## ACTIVITY
Make an exact copy of all the entries, with the pictures left out.

[SOURCE RECORDS Boundary: Start]

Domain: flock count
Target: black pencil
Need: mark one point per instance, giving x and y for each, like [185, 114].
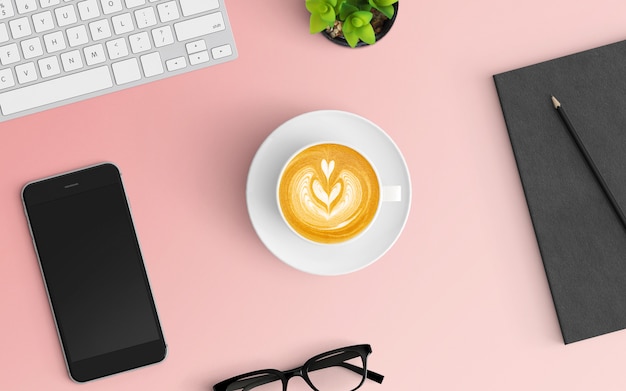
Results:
[588, 159]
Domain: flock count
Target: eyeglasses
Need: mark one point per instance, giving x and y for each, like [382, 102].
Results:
[343, 369]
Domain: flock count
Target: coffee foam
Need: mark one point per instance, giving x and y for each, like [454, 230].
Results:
[329, 193]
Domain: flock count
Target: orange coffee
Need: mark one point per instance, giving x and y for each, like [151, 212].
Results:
[328, 193]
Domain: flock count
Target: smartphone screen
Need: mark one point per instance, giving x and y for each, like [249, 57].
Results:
[94, 272]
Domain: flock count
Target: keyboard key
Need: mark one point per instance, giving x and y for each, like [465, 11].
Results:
[193, 7]
[222, 51]
[43, 21]
[49, 66]
[122, 23]
[6, 78]
[162, 36]
[203, 25]
[20, 28]
[145, 17]
[65, 15]
[134, 3]
[4, 33]
[6, 9]
[168, 11]
[71, 61]
[26, 72]
[54, 42]
[151, 64]
[9, 54]
[117, 48]
[111, 6]
[94, 54]
[100, 29]
[31, 48]
[140, 42]
[55, 90]
[48, 3]
[195, 46]
[126, 71]
[77, 36]
[24, 6]
[88, 10]
[199, 58]
[176, 63]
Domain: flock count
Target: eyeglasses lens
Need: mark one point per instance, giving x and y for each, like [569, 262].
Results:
[257, 382]
[343, 371]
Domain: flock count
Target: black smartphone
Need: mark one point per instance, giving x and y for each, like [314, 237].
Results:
[94, 272]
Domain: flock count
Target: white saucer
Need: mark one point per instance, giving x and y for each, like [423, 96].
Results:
[326, 126]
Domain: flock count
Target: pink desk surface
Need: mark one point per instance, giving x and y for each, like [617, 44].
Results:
[461, 301]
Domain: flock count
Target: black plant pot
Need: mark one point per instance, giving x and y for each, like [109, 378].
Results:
[385, 29]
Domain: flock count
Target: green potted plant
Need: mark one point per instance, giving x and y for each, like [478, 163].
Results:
[352, 22]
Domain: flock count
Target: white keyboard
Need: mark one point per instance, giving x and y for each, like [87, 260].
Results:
[54, 52]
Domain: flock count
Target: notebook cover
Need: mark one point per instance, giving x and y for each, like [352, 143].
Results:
[581, 239]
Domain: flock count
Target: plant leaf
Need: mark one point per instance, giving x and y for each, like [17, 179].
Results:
[317, 24]
[347, 10]
[382, 3]
[386, 10]
[351, 37]
[366, 33]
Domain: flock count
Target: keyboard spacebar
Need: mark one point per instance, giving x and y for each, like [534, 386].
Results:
[55, 90]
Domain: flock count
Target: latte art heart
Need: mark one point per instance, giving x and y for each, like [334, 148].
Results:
[329, 193]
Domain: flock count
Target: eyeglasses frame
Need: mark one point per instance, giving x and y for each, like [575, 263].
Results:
[363, 351]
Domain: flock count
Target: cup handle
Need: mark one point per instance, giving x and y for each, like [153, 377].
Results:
[392, 193]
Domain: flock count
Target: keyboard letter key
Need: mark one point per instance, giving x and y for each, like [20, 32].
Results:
[126, 71]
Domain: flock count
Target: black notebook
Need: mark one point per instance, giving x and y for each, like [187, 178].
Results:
[581, 239]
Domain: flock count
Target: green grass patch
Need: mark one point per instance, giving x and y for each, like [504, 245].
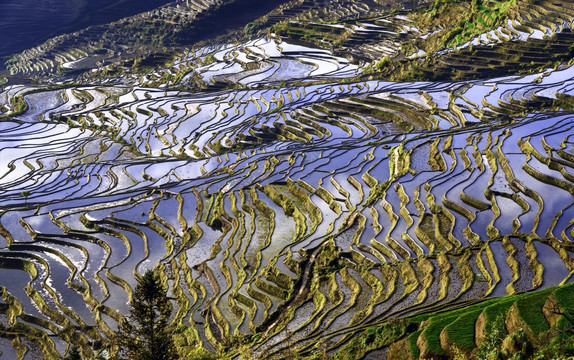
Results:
[530, 310]
[462, 331]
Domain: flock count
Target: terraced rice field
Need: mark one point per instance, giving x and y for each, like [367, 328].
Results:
[299, 207]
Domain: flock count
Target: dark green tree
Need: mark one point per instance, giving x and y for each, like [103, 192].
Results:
[145, 334]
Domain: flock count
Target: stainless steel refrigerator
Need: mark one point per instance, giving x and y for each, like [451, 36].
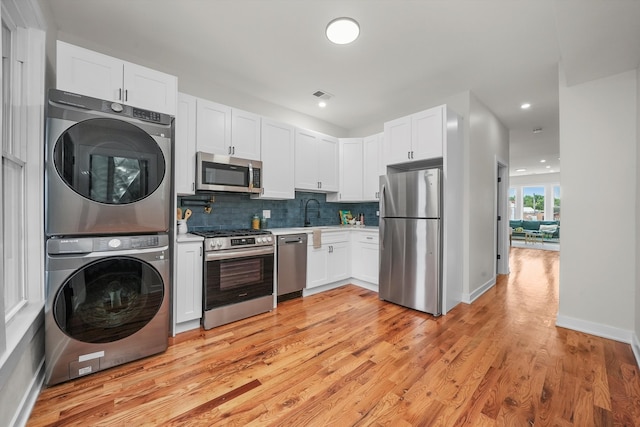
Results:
[410, 240]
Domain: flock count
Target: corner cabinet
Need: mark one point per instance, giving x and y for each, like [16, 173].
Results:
[350, 161]
[278, 168]
[372, 167]
[316, 161]
[228, 131]
[93, 74]
[415, 137]
[185, 145]
[188, 284]
[330, 262]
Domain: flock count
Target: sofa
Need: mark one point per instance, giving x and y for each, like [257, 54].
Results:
[550, 229]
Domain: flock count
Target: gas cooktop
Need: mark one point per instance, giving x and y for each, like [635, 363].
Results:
[231, 233]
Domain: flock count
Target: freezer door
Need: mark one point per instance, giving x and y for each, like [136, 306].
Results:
[410, 263]
[413, 194]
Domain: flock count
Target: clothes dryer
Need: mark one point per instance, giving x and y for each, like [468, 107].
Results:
[107, 302]
[108, 167]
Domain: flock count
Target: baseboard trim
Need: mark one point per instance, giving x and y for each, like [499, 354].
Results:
[597, 329]
[469, 298]
[635, 347]
[22, 414]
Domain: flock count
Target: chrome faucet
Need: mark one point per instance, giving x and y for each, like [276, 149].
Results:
[307, 223]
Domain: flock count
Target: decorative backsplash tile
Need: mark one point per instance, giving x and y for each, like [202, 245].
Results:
[230, 210]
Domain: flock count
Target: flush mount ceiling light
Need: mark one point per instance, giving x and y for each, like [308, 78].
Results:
[343, 30]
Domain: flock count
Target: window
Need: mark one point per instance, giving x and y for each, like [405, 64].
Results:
[512, 203]
[533, 203]
[556, 203]
[21, 173]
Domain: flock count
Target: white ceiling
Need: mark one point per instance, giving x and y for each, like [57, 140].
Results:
[410, 53]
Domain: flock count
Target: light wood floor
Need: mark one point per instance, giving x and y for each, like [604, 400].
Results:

[SOURCE RECORDS Boundary: End]

## TASK RESULT
Domain: flock count
Target: black pencil
Need: mark one point per instance, giving x and y for each, like [185, 114].
Results:
[588, 159]
Domain: flock count
Target: eyeglasses
Need: mark one point per instance, giving x and y for each, like [382, 102].
Results:
[343, 369]
Domain: flock count
Target: coffee foam
Need: mark one point per instance, giving x and y for each, like [454, 230].
Results:
[329, 193]
Domain: flock count
Target: orange coffee
Need: mark one point per instance, giving x and y for each, like [151, 212].
Results:
[328, 193]
Domain: flock count
Target: smartphone screen
Need: mark one point per instance, giving x and y for each, like [249, 57].
Results:
[94, 272]
Domain: flock count
Target: keyboard key
Need: mark one point per instance, giving x and y for each, like [465, 11].
Results:
[193, 7]
[222, 51]
[43, 21]
[49, 66]
[122, 23]
[6, 78]
[162, 36]
[203, 25]
[20, 28]
[145, 17]
[65, 15]
[134, 3]
[4, 33]
[6, 9]
[168, 11]
[71, 61]
[26, 72]
[54, 42]
[151, 64]
[9, 54]
[117, 48]
[111, 6]
[94, 54]
[100, 29]
[31, 48]
[140, 42]
[55, 90]
[48, 3]
[195, 46]
[126, 71]
[77, 36]
[24, 6]
[88, 10]
[199, 58]
[176, 63]
Domain: flock count
Target: eyeglasses lens
Need: mark one point per instance, giving x and y for each, like [569, 262].
Results:
[257, 382]
[343, 371]
Domain: flock count
Target: black smartphone
Need: mark one point per instance, giving x and y for each, like [314, 237].
Results:
[94, 272]
Domain: flock count
Target: white saucer
Need: mark one point per instance, giving x and y for each, like [423, 96].
Results:
[326, 126]
Domain: flock count
Target: pink desk surface
Need: mark one point per instance, giving x and y for each, like [617, 44].
Results:
[461, 301]
Domain: flock count
Target: black plant pot
Need: mark one point per instance, giving x and y for each, like [109, 378].
Results:
[385, 29]
Domain: flock count
Target: green potted plant
Need: mark one point per instance, giving x and y for each, like [478, 163].
Results:
[352, 22]
Domain: flock count
Target: white keyboard
Need: mark one point per instance, giving x and y for each, like [87, 260].
Results:
[54, 52]
Domain: flock count
Target: notebook cover
Need: mark one point per instance, giving x and y for each, like [352, 143].
Results:
[581, 239]
Domain: flock count
Target: plant leaf
Need: mark one point per instance, giving x and y for each, like [17, 179].
Results:
[317, 24]
[347, 10]
[382, 3]
[386, 10]
[351, 37]
[366, 33]
Domain: flock count
Target: keyboard spacebar
Need: mark one point per instance, giving x and y for each, like [534, 386].
Results:
[55, 90]
Domain: flock count
Target: latte art heart
Need: mark one point per instance, giving x and y for each, like [334, 148].
Results:
[329, 193]
Domain: flock count
Target: eyeglasses frame
Need: mark one point per instance, giving x and y for each, like [575, 263].
Results:
[363, 351]
Domain: flock count
Target: cup handle
Need: mark one point per instance, giving x and y for each, like [153, 377].
Results:
[392, 193]
Domain: flock count
Target: keyboard letter key
Need: mark one point per instance, giving x and y for each, like [20, 32].
Results:
[126, 71]
Domain: flock count
Target: black notebook
Need: mark one point per instance, giving x and y for each, like [187, 178].
Results:
[581, 239]
Domain: flock count
Target: green grass patch
Need: mark one point per instance, giving x and y for each, like [504, 245].
Results:
[530, 310]
[462, 331]
Domain: flock count
Target: terraced rice field
Need: mark one point per instance, giving x and y for each, like [367, 328].
Results:
[299, 207]
Domain: flock count
Target: dark green tree
Need: mark one point per instance, giving x and y for each, like [103, 192].
Results:
[145, 334]
Domain: flock count
Target: stainless steel refrigerator
Need: mark one point per instance, giving x and y for each, like [451, 36].
Results:
[410, 240]
Domain: flock count
Target: corner cabinet
Need: mark one point per instance, giving x and y for each, like [16, 173].
Results:
[350, 161]
[278, 168]
[372, 167]
[316, 161]
[228, 131]
[93, 74]
[415, 137]
[185, 145]
[188, 284]
[330, 262]
Domain: flock count
Target: sofa
Need: mark one point per instance, giving x and y for each, like [257, 54].
Results:
[550, 229]
Domain: flock count
Target: gas cooktop
Need: mark one point per instance, giving x and y for each, like [635, 363].
Results:
[231, 233]
Domain: flock count
Target: freezer door
Need: mark one point per instance, giving x and y for each, like [136, 306].
Results:
[410, 263]
[413, 194]
Domain: flock count
Target: clothes dryer
Need: mark one point per instance, giving x and y for each, like [468, 107].
Results:
[107, 302]
[108, 167]
Domain: flock count
Target: baseboard trim
Need: mark one point per instance, giving x and y for each, like [499, 354].
Results:
[597, 329]
[469, 298]
[635, 347]
[22, 414]
Domain: flock count
Target: chrome faucet
Need: mark one point per instance, giving x and y for each, like [276, 149].
Results:
[307, 223]
Domain: flock count
Target: decorative backsplash tile
Need: mark one point per instance, giving x and y for each, like [202, 245].
Results:
[230, 210]
Domain: flock count
Target: flush mount ceiling light
Need: mark one point per instance, giving x and y for each, like [308, 78].
Results:
[343, 30]
Domain: flock count
Target: window
Need: mark one point per instance, giving x and y for each, like [405, 64].
Results:
[512, 203]
[533, 203]
[556, 203]
[21, 173]
Domain: flock count
Target: white ceiling
Need: mark one point per instance, giving x and y for each, like [57, 140].
Results:
[410, 53]
Domain: flock count
Target: light wood floor
Need: mark one point per instance, giving x and y for each, like [604, 400].
Results:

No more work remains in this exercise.